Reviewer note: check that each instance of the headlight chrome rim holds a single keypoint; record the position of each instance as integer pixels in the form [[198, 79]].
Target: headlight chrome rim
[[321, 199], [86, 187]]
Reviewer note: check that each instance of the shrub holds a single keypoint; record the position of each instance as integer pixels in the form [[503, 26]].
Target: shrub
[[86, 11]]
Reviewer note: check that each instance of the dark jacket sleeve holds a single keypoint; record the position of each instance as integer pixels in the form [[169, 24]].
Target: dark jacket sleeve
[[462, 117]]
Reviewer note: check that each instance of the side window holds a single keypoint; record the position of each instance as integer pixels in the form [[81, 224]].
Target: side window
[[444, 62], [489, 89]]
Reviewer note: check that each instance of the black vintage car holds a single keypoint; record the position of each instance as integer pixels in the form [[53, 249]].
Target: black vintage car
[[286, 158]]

════════

#### [Zadanie]
Ułóż jako listę JSON z napisami, po jednym na każdy wiersz, wiersze od tego z „Reviewer note: check that each instance of the side” aż do tego z „[[444, 62], [489, 89]]”, oba włącznie. Puste wiersze pomiń.

#### [Gotowa odpowiedź]
[
  "Reviewer note: check that each instance of the side window holds a single keypoint; record the position of each instance as integer pixels in the form [[81, 224]].",
  "Target: side window",
  "[[444, 62], [489, 89]]"
]